One of the things I am suggesting in this book is that pastors take steps to cultivate contacts with I-2 intercessors. Most pastors I know experience from time to a time a certain person in the line of those leaving the church service gives them an especially warm handshake and says, “Pastor, I pray for you every day!” We often take that as a formality and do not pay any more attention to it than we do to the statement, “I enjoyed the sermon.” But in many cases there might be more to it than simply a formality. At least it is a pathway worth following because it might lead to discovering a personal intercessor truly anointed by God for supporting us in prayer.
A well-developed team of I-2 intercessors enjoys a two-way contact with the pastor. It is therefore essential to know who the I-2 intercessors are. Later on I will discuss the ways and means of identifying, screening, recruiting, servicing and maintaining these prayer partners. They obviously need to be kept better informed than I-3 intercessors. They also need to make themselves available to be called on for special prayer if and when a necessity arises.

|---|

*Exercise instructions*.
1. In the passage on I-2 intercessors, what must these prayer partners make themselves available for?
2. Using the passage on I-2 intercessors, explain why the author says it is essential to know who the I-2 intercessors are.
3. Write the next paragraph of the passage on I-2 intercessors, continuing in the same voice after its final sentence.
The records after the text are not needed for any of these tasks.

|---|

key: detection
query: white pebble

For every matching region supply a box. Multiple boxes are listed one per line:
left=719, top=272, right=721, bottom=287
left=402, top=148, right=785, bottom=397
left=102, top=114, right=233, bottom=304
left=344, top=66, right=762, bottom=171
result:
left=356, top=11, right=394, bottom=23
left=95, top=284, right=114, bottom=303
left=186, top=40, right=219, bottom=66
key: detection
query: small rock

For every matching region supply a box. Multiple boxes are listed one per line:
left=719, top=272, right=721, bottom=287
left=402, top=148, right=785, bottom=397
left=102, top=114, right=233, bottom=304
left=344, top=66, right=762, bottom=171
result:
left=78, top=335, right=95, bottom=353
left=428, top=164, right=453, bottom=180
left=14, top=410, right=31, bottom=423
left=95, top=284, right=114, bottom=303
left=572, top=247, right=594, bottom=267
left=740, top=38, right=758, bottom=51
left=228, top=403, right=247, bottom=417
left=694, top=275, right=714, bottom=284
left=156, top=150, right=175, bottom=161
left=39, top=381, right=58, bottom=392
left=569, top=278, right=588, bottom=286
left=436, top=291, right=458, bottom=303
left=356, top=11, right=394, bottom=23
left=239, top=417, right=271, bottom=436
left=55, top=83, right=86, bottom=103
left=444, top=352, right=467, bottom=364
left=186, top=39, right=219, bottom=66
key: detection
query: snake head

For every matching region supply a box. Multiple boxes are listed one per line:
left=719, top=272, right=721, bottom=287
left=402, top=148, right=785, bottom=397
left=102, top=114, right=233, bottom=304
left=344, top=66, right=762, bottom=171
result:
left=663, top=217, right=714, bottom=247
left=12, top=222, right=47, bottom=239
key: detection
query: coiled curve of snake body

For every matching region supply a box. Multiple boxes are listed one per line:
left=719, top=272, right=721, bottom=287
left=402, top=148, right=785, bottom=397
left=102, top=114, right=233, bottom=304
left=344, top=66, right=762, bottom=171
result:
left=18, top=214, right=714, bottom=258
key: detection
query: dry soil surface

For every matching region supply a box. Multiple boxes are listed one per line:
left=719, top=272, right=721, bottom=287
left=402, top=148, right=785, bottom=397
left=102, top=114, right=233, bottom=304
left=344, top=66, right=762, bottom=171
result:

|---|

*Exercise responses*.
1. They must be available to be called on for special prayer if and when a necessity arises.

2. It is essential because a well-developed team of I-2 intercessors enjoys a two-way contact with the pastor. That contact requires the pastor to know who these intercessors are.

3.
The optimum size of a group of I-2 intercessors is not yet know, mainly because we do not have a large enough number of viable examples to work with. John Maxwell likes his group to be 100, although not more. He has a waiting list of those who would like to be enrolled as prayer partners and he lets new ones in only as openings occur. I do think there is an upward limit of I-2 intercessors, but this would not apply to I-3s.
The main principle as I see it is to maintain a reasonably high level of commitment among I-2 intercessors, and that comes through a certain amount of intentional personal contact as I will detail later on. Therefore, the number of I-2 intercessors should not become too large to sustain necessary contact. It will take time. Some time on our schedules needs to be set aside for this contact. How much time is reasonable and appropriate is a question that must be answered in each individual case.
My wife, Doris, and I have 18 I-2 intercessors on our prayer team. Ten of them are members of our 120 Fellowship Sunday School class: Sandra Gilbreath, George and Pam Marhad, Joanna McClure, Dave and Jane Rumph, Erick and Joanna Stone, Lil Walker and Mary Wernle. Two, David and Maureen Anderson, attend another church in the area. Four are from Texas: Elizabeth Alves, Cindy Jacobs, Bobbye Byerly and Jane Anne Pratt. One, Mary Lance Sisk, lives in North Carolina, and one, jean Steffenson, lives in Colorado.
Somewhat predictable, 14 of 18 are women. There again is the approximately 80 percent I mentioned earlier.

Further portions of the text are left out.